What you are asked to do -> Pull out every line below that contains the string "spark" and copy each one.

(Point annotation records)
• • •
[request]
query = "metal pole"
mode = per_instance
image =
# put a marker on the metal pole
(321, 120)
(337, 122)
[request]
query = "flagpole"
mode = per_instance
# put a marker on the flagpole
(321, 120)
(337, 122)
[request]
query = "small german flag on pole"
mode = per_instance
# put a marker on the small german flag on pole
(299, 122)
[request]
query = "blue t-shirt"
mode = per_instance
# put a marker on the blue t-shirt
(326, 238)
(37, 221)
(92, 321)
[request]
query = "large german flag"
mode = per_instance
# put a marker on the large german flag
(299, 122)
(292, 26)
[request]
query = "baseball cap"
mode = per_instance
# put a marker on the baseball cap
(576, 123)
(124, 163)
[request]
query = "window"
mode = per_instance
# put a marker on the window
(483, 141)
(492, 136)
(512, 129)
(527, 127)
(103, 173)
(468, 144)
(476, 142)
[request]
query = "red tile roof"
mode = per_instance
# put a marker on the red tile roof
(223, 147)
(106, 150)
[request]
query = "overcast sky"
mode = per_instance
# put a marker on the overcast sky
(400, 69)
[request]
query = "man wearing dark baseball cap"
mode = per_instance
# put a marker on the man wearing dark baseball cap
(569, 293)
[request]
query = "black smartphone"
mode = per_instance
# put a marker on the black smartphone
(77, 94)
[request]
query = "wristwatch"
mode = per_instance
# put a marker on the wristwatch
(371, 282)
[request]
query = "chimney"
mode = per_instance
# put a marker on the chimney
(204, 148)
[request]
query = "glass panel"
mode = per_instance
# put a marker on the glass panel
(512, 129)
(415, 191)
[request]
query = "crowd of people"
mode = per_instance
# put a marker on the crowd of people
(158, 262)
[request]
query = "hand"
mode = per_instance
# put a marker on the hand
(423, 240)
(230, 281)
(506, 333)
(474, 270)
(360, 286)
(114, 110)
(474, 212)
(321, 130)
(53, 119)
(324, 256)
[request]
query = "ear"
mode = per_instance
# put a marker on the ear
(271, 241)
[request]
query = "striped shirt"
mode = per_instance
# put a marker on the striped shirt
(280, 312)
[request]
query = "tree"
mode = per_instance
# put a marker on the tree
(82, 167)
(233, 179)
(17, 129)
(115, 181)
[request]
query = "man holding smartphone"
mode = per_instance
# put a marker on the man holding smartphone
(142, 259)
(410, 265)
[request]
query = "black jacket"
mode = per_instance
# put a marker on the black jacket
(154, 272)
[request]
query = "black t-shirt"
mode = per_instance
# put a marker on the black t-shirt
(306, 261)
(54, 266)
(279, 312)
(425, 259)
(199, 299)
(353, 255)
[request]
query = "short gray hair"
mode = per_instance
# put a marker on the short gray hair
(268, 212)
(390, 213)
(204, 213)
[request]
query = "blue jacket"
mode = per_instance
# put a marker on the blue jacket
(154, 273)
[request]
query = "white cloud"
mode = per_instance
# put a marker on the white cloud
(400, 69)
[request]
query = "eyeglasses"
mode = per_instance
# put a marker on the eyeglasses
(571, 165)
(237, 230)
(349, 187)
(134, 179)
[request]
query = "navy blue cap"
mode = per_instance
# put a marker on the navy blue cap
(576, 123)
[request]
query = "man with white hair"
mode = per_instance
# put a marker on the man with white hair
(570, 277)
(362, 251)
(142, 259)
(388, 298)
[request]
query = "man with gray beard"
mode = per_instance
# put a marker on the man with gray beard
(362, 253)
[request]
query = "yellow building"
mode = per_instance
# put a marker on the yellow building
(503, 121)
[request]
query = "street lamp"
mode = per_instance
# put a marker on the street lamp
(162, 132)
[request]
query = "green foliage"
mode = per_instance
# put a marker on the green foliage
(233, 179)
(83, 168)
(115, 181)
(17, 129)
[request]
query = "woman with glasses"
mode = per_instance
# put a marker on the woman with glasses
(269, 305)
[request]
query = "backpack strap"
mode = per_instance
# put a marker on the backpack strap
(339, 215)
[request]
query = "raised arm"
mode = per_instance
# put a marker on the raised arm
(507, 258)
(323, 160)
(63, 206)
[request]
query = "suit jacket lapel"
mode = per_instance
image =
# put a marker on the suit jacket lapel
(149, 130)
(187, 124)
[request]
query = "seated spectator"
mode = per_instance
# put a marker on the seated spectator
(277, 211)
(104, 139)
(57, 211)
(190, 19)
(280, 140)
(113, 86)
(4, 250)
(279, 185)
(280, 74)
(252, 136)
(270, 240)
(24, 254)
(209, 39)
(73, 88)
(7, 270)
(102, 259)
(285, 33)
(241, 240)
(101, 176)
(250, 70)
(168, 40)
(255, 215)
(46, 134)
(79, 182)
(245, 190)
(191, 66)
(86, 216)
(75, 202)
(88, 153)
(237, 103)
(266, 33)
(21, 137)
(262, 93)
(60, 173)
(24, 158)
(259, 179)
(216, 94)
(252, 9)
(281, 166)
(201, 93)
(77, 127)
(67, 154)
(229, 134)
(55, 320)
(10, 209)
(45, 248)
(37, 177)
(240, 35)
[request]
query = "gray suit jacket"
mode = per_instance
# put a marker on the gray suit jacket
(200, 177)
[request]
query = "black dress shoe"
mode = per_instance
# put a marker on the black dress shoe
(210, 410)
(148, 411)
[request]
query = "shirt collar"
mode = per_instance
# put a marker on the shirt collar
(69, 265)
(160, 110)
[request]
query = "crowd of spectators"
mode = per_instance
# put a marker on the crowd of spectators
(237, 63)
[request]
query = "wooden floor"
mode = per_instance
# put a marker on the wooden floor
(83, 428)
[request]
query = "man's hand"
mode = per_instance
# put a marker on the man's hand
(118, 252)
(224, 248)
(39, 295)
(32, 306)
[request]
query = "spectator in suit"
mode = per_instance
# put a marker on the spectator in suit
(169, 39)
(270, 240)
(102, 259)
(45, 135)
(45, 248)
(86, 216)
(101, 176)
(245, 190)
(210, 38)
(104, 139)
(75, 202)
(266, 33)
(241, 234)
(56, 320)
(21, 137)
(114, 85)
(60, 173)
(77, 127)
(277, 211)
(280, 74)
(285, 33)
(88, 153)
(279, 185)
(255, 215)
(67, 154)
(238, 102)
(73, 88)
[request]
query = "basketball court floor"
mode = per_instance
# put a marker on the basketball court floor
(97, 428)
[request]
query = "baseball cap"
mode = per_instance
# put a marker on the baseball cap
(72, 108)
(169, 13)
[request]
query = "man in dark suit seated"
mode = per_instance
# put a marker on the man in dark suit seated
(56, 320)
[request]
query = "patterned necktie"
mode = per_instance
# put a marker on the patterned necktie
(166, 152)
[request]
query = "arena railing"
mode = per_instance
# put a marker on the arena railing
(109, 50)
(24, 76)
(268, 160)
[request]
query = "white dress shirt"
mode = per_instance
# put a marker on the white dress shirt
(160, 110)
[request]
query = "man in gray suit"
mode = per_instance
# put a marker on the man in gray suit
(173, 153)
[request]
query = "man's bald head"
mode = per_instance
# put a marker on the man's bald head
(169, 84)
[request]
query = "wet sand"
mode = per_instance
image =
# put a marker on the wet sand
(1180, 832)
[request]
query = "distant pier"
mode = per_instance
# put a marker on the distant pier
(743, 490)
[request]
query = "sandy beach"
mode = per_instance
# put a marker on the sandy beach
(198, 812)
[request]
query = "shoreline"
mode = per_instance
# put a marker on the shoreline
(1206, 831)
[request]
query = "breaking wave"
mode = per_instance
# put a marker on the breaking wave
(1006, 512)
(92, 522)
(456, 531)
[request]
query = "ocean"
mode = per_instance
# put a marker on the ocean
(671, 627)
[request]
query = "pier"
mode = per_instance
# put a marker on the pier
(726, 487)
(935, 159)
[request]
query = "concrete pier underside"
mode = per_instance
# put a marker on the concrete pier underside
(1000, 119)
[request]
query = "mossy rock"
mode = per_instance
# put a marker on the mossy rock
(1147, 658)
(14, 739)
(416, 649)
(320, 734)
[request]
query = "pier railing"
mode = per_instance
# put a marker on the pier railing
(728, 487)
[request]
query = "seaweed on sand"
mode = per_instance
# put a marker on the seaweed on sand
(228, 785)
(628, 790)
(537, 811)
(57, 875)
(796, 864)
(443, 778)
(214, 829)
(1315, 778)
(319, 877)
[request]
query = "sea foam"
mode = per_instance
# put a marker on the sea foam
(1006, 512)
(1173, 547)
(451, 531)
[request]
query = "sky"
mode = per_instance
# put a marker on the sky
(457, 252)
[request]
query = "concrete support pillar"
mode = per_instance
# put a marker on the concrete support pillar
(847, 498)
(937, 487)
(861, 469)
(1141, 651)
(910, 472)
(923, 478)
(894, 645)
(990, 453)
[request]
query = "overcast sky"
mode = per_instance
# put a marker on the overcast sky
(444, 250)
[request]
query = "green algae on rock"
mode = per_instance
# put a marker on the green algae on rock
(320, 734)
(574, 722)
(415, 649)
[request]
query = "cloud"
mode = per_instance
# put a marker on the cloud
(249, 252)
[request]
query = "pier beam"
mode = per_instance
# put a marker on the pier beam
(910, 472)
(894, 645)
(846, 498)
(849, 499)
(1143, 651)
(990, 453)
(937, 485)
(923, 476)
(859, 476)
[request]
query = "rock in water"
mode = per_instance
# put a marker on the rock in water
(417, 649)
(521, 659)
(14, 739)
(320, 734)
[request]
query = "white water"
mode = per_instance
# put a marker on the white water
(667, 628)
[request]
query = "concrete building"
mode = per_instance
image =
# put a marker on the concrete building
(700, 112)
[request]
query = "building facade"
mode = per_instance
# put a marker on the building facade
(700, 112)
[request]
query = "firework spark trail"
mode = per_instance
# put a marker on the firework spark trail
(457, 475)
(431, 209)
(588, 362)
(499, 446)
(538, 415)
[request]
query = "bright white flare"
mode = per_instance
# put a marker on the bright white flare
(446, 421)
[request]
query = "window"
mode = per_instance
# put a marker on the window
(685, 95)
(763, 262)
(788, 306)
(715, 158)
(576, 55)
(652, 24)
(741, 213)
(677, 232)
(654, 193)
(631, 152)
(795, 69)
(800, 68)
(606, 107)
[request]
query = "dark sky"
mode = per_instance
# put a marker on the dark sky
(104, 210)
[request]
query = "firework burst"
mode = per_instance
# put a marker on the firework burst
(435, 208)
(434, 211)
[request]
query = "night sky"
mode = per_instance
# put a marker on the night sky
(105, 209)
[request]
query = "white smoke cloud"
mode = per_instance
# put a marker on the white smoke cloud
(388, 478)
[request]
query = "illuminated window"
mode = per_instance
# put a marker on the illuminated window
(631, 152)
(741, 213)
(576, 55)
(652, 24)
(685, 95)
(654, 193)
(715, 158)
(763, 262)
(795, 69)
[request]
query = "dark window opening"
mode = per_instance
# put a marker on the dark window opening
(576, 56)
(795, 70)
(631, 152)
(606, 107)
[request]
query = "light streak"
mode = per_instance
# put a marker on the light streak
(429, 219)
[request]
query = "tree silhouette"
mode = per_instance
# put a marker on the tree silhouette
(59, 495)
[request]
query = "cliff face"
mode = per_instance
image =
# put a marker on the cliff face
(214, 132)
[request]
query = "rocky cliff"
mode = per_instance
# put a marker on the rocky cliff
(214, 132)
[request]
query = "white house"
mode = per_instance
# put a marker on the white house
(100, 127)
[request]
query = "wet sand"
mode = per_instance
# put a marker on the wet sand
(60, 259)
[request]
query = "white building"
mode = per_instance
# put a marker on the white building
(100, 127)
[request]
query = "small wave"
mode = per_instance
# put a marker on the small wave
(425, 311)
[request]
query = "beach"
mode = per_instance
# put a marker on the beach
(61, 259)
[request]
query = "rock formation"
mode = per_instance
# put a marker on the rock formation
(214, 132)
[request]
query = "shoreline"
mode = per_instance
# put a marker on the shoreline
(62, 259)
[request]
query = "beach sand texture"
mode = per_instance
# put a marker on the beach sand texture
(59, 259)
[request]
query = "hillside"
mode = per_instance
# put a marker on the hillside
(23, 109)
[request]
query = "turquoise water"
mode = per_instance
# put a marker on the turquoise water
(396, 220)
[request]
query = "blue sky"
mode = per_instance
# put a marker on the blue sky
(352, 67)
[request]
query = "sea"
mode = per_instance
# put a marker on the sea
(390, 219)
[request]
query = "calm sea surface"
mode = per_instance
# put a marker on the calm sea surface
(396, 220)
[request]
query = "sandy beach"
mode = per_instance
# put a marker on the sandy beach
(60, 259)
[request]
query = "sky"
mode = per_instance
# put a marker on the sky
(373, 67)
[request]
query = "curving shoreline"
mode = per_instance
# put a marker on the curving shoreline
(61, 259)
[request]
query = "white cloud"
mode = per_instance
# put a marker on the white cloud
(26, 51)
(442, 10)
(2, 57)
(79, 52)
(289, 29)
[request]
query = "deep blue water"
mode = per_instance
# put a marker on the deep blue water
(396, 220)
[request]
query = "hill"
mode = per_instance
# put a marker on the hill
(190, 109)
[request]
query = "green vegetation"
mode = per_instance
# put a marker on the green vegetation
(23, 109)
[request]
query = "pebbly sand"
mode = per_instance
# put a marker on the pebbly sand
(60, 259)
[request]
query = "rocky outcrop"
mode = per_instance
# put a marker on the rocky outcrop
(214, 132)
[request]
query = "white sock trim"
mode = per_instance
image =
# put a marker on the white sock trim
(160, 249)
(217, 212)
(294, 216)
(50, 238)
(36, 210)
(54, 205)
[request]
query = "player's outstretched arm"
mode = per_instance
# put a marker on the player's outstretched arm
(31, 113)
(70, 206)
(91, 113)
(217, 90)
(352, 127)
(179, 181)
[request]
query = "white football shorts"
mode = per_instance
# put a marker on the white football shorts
• • •
The output ->
query = "firework spark trail"
# put a marker on the firework spark trail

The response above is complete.